Reading text Start Marker

My name is Michelle Graves, I have been a CTRS since 1998 and graduated form Georgia Southern University in Stateboro, Georgia. I have been working as a CTRS for the past 20 years at Emory in their Rehabilitation Hospital, Adult Mental Health, Budd Terrace, Wesley Woods Geriatric Psych facility and the Wesley Wood Towers. I have been part of the Gwinnett Health System for the past 5 years in the In- patient Rehabilitation Center. Over the years I have worked with a variety of patient diagnoses which have included Brain Injury, Stroke, Amputee, Auto Immune Disorders, Spinal Cord Injury, Parkinson's and many other Orthopedic impairments. I am certified in Aquatics Therapy and had a Personal Training Certification as well.
I have 3 children ages 11,15 and 18. My oldest daughter is currently in the Air Force and my other two children are in middle school and high school. I enjoy biking, hiking, kayaking, running, spending time with my family and my 2 dogs Riley and Landon. I have lived in the Cumming area for 11 years and am originally from Miami, Florida.
Hear what a few of our clients have to say about their experience.

Reading text End Marker

• Tasks and exercises:
A. Turn the paragraph of the Michelle Graves biography that begins "I have 3 children" into a bulleted list that keeps its main facts.
B. Write the next part of the Michelle Graves biography, picking up after its final sentence.

Study material Start Marker

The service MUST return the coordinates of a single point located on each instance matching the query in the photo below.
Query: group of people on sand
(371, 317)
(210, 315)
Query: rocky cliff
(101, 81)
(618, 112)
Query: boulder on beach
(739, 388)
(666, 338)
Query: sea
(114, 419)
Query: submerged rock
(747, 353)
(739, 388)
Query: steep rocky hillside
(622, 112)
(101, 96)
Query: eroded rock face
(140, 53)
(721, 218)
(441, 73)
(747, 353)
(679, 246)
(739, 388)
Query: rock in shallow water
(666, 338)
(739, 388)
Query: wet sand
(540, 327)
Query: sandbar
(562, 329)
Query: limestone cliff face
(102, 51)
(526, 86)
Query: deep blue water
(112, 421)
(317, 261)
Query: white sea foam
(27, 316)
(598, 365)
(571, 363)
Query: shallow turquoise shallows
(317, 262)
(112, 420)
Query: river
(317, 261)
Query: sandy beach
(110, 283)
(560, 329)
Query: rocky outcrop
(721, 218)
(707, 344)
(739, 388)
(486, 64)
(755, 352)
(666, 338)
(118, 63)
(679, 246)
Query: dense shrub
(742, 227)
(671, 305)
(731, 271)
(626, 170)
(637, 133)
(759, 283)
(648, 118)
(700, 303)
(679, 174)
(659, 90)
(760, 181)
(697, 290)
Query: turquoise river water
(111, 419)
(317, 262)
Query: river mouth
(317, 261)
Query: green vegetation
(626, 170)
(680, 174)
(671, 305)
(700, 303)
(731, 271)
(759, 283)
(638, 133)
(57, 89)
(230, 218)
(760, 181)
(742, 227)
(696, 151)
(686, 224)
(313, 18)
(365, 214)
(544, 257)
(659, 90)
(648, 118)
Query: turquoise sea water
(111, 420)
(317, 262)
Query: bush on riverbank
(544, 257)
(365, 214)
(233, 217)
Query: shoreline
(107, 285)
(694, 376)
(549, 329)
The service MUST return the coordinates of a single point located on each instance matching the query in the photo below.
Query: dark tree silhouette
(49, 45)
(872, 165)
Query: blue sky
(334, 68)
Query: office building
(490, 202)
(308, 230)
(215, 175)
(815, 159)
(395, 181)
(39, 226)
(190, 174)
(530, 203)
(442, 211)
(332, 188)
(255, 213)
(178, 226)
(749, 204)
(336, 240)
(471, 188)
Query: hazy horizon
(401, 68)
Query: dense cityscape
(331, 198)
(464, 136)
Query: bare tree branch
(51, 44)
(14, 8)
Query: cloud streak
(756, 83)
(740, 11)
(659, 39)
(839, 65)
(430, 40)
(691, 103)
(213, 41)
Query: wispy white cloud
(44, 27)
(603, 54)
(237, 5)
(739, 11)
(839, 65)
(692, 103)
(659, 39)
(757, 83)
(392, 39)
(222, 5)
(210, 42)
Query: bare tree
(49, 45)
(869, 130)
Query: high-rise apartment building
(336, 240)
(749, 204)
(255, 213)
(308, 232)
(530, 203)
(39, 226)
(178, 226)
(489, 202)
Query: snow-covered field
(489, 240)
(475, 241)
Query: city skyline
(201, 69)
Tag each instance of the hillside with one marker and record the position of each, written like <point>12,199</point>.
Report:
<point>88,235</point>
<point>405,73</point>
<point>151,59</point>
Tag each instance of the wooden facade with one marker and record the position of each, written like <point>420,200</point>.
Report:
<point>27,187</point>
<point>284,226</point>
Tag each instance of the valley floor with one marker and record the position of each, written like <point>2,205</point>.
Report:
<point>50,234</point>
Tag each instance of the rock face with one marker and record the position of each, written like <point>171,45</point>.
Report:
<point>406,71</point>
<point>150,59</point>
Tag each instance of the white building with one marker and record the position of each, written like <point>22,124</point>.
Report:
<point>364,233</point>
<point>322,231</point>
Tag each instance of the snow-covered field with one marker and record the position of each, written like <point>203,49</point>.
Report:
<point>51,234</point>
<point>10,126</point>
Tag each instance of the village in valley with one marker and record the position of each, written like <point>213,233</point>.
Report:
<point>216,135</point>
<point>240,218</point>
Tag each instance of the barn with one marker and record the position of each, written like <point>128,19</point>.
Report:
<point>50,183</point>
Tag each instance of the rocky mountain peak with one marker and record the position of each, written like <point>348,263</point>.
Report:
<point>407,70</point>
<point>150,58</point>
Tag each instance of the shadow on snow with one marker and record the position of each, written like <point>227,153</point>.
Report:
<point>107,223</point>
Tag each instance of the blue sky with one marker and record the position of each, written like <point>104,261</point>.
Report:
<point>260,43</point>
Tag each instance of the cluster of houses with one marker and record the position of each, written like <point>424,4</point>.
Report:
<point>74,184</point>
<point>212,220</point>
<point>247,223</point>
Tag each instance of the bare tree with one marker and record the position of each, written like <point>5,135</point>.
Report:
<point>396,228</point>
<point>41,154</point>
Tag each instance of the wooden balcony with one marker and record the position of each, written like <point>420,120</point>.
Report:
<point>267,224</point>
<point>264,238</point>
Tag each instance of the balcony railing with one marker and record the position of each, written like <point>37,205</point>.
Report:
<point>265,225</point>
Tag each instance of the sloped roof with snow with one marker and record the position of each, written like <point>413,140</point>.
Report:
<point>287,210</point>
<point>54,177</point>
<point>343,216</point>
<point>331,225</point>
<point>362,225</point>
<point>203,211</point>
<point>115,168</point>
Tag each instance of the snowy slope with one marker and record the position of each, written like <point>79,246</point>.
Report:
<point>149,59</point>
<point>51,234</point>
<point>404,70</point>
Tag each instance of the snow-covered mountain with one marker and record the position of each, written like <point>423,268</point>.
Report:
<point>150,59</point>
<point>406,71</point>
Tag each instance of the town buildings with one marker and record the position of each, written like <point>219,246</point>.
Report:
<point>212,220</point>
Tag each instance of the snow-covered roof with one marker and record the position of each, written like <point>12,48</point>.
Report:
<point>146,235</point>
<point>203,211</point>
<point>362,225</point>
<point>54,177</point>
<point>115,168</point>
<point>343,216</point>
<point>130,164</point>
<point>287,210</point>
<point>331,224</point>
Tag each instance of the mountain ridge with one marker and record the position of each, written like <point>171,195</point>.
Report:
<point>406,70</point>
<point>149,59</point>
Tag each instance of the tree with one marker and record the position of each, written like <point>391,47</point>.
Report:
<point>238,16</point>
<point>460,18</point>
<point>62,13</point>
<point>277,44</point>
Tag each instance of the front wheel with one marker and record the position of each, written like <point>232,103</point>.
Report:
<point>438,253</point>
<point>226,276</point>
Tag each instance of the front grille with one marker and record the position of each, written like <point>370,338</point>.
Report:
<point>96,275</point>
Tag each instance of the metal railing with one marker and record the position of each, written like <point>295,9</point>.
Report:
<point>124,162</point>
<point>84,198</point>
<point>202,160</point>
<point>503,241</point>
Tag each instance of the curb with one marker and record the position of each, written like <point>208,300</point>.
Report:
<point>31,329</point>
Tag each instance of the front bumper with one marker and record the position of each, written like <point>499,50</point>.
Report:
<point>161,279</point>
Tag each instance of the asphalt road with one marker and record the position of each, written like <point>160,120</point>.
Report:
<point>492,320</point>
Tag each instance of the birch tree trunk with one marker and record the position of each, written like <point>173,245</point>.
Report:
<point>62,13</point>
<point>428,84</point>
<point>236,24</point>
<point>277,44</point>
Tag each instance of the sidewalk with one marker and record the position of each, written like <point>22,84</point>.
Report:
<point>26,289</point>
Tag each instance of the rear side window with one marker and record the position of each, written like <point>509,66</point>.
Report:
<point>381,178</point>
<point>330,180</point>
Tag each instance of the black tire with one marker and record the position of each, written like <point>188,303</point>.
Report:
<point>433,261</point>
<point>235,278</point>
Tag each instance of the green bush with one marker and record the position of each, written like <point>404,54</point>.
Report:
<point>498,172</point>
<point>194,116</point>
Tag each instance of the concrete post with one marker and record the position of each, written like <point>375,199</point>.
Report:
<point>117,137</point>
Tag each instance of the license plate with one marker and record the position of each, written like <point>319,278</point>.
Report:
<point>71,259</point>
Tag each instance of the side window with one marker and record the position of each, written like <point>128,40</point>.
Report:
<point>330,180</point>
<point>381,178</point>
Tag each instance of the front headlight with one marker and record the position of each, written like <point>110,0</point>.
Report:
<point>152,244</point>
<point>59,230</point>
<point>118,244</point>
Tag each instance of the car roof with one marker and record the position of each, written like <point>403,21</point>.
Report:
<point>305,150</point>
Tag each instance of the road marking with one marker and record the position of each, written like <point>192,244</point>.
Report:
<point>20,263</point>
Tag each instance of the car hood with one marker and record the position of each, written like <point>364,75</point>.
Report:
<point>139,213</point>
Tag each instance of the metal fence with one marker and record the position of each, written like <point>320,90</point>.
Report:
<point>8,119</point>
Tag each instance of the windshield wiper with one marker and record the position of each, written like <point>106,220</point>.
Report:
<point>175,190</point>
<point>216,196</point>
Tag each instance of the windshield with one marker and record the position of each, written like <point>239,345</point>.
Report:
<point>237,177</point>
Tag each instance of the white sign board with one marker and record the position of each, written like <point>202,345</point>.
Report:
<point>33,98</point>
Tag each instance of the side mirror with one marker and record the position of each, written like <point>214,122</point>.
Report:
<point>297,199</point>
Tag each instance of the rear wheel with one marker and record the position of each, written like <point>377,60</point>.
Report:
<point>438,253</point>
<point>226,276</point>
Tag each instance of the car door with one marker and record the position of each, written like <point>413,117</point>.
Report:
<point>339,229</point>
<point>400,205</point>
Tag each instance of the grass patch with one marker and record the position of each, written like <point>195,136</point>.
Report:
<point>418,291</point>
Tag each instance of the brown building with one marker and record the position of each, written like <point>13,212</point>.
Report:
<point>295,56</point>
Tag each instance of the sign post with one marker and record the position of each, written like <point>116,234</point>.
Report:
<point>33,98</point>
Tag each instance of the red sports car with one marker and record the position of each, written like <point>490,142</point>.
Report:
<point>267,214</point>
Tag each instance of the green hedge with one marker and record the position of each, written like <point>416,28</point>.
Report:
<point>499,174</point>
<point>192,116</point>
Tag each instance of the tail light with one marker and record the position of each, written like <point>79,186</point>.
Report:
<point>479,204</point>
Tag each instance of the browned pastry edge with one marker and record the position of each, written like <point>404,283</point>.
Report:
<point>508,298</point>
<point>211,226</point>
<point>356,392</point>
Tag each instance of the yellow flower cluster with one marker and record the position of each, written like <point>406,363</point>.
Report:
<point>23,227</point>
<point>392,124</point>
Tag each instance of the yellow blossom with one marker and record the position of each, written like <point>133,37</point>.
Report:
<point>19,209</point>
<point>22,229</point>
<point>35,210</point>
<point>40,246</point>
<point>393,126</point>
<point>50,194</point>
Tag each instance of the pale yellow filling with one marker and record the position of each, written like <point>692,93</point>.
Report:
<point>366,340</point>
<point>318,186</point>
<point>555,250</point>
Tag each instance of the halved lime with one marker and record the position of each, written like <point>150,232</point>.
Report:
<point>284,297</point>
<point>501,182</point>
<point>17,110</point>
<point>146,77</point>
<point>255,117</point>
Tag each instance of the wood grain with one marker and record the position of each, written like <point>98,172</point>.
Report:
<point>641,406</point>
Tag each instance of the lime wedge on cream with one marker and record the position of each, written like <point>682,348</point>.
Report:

Study material End Marker

• Answers per task:
A.
- Three children, ages 11, 15, and 18
- Oldest daughter is in the Air Force; the other two are in middle school and high school
- Enjoys biking, hiking, kayaking, running, and spending time with family and two dogs, Riley and Landon
- Has lived in the Cumming area for 11 years; originally from Miami, Florida

B.
We cannot thank you enough for the encouragement you provided to her while rehabilitating her mind and body, and for giving her the encouragement to believe that her body can be strengthened with routine exercise programs. The constant affirmations you gave her throughout the program reignited her confidence and willingness to fight through her situation that once hindered her. The encouragement from the support groups help her, and mainly her family, understand that people do bounce back to productive lives after experiencing major bodily injuries. The stories certainly provided us a real sense of hope that our loved one will be amongst those people who God allows to survive a tramatic experience.
My Aunt Sue has started preparing small meals for herself. She dresses and bathes herself. She is now willing to go out more. She's in the beginning stages of relearning how to create and send text messages. She's been a positive force to reckon with these days. We're very proud of her resurrected independence. Again, we thank you, for helping her regain her confidence and believe in herself to fight through this journey. We're very grateful for the gift that God has bestowed upon you. May God continue to give you uncommon favor in your personal and professional life. Thank you so much, Coach Stan. Peace and blessings to you and your family.